### [Stated exercise]
Begin at the start of the data below and stop after the line that contains "[(851, 164)]". Render those lines as a Markdown table with the columns Row and Line, numbering each row, skipping blank lines, and leaving out the pictures.

### [Exercise data]
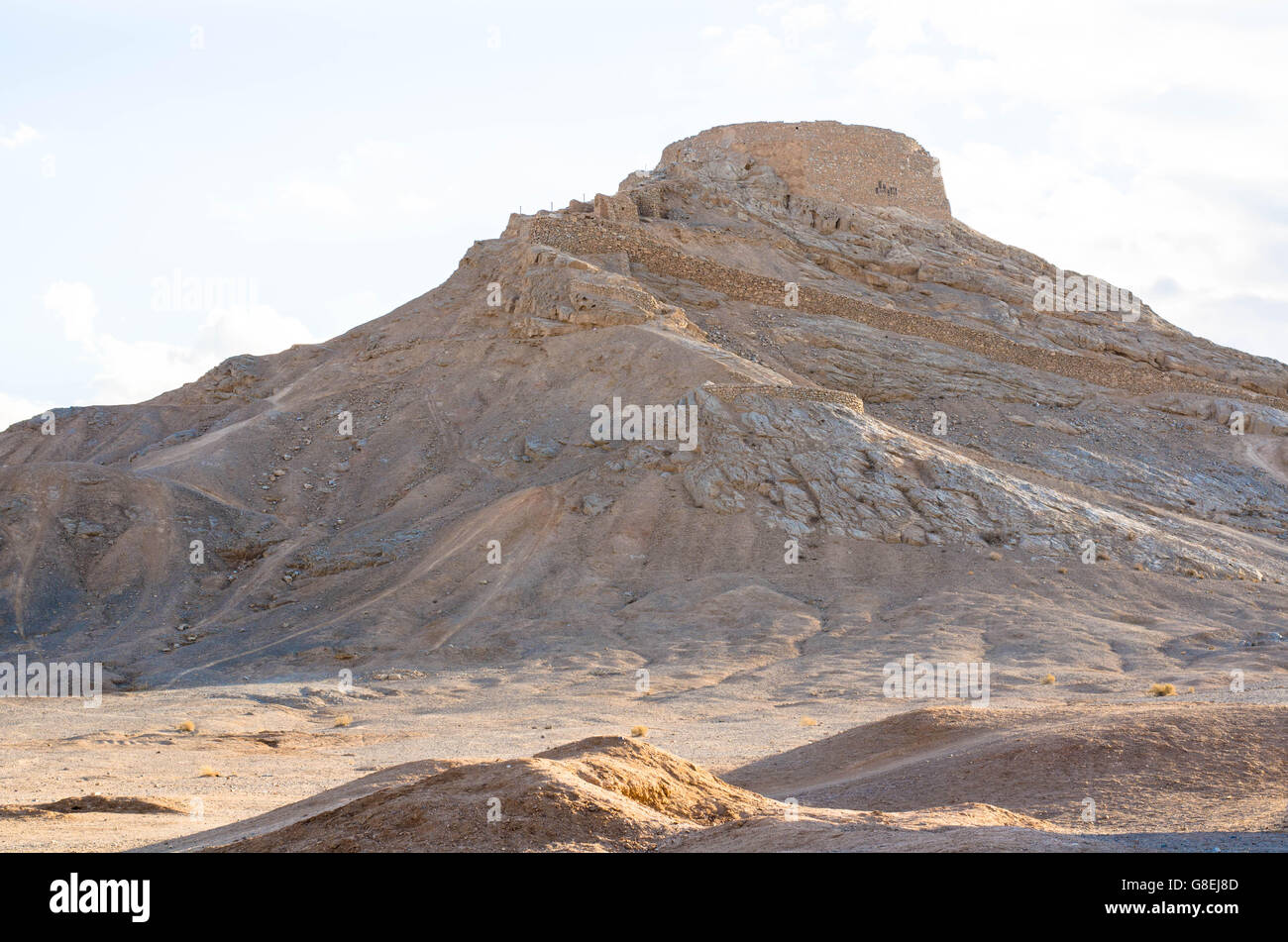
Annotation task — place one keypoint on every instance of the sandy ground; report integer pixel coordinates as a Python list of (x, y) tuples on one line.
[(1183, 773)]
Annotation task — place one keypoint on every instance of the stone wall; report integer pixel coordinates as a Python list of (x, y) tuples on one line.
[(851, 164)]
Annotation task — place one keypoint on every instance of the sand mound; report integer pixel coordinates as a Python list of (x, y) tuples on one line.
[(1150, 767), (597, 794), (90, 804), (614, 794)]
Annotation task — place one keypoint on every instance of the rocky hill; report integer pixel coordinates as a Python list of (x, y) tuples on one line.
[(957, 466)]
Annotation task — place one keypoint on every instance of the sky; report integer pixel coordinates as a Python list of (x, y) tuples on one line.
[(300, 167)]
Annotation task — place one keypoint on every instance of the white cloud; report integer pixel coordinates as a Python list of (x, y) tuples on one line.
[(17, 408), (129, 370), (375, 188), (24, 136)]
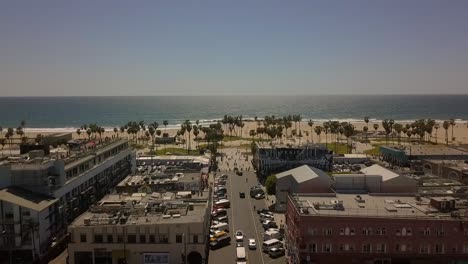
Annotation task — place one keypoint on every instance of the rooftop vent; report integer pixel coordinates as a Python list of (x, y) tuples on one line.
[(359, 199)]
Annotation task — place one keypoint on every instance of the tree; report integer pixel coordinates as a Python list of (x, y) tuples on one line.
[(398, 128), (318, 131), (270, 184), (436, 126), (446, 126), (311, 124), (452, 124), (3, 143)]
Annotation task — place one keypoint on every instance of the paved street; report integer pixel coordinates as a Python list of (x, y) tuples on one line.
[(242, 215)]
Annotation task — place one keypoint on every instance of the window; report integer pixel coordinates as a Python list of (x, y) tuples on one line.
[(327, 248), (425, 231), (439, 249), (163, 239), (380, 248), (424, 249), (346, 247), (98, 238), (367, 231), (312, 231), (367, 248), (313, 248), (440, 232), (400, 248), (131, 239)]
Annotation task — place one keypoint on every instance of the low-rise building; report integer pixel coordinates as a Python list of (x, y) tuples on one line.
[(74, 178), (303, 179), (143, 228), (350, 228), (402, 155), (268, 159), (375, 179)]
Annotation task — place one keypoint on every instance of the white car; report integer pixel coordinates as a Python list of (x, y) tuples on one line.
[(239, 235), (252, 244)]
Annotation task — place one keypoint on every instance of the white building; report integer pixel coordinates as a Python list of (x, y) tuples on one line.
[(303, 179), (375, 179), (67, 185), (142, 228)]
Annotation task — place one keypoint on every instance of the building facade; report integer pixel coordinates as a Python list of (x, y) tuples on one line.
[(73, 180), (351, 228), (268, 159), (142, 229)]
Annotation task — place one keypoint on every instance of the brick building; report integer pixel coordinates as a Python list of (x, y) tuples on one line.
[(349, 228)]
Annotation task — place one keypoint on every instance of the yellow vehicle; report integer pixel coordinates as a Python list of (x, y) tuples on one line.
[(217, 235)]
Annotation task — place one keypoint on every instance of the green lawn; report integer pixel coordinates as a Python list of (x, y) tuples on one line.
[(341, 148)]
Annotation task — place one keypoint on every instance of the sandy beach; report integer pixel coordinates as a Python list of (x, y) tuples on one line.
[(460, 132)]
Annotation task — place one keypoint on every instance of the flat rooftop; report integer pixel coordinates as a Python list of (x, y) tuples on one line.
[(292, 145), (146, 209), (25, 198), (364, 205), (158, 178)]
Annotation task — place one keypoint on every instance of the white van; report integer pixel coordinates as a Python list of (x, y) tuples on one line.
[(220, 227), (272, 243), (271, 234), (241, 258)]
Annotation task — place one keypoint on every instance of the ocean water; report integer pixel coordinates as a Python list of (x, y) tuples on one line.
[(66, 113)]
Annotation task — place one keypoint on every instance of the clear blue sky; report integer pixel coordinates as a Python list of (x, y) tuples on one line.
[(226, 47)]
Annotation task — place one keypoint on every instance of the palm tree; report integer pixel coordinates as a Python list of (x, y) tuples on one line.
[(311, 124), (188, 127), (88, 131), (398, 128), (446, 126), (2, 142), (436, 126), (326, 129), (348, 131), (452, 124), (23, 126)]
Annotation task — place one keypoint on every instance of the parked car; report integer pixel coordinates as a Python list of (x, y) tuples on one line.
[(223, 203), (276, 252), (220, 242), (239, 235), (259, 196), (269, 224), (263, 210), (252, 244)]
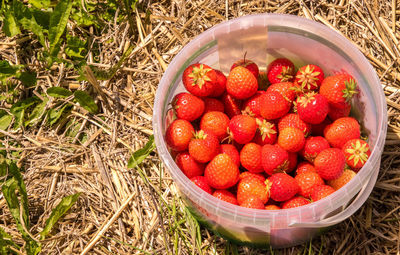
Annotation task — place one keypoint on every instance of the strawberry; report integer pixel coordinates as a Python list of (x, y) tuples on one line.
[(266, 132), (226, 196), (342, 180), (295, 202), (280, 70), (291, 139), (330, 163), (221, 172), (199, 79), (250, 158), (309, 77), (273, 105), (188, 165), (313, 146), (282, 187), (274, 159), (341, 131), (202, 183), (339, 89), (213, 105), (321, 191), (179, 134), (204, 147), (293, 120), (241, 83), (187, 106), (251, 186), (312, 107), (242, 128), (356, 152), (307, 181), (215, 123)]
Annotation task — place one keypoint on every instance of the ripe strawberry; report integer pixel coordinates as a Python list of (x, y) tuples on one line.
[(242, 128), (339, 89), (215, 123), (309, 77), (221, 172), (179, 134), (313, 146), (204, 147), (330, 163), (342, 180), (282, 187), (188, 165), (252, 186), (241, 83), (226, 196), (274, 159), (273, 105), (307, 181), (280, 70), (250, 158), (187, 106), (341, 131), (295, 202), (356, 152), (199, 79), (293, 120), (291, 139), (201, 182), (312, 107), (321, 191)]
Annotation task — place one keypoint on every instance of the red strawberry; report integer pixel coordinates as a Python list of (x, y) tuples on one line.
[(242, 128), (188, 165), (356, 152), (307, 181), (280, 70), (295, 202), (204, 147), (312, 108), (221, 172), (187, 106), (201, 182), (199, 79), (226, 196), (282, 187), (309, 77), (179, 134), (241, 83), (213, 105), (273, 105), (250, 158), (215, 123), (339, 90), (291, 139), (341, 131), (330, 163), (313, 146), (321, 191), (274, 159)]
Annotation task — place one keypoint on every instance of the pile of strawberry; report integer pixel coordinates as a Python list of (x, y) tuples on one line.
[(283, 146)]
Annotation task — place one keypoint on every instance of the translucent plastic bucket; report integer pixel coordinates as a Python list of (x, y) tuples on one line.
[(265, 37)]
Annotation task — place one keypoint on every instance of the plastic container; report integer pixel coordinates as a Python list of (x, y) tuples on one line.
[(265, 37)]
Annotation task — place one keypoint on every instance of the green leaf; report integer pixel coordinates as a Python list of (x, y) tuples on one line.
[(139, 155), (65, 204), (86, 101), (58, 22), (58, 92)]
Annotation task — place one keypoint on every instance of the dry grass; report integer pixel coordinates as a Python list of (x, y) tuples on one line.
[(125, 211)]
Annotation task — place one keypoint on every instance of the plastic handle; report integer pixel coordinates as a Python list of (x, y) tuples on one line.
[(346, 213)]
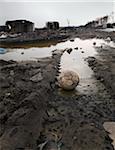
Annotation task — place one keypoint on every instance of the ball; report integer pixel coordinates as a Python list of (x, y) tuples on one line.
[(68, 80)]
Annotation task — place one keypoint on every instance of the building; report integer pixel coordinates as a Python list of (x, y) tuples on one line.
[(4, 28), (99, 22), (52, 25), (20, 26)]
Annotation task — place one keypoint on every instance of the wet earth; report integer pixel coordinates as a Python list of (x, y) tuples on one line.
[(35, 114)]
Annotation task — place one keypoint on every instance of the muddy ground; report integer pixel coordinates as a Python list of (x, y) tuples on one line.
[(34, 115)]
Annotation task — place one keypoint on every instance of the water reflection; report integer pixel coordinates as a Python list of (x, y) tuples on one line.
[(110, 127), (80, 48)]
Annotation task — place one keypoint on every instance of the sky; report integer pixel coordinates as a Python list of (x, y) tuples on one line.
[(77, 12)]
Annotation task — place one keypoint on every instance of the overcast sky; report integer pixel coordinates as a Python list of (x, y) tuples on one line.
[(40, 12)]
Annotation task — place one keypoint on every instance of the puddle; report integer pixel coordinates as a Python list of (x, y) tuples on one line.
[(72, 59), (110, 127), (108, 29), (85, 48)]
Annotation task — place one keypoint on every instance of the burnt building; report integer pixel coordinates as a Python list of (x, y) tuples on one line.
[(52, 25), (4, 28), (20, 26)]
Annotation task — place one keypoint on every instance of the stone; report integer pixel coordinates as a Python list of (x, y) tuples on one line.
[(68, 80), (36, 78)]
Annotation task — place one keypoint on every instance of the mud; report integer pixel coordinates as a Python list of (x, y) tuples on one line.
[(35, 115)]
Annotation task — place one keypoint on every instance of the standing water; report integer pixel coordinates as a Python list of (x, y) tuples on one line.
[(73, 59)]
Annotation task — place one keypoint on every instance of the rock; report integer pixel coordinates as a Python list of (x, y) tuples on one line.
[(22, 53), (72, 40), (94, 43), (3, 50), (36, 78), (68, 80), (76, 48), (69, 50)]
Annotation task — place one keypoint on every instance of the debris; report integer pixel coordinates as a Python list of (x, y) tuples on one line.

### [Completed task]
| Row | Line |
|---|---|
| 1 | Annotation task — place one keypoint on every instance of the sandy ground; report integer pixel coordinates as a Python list of (x, y) tuples on one line. |
| 2 | [(1183, 773)] |
| 3 | Annotation task — place one keypoint on every instance of the stone wall; report integer pixel coordinates as a Python list of (x, y) tuples on one line. |
| 4 | [(851, 164)] |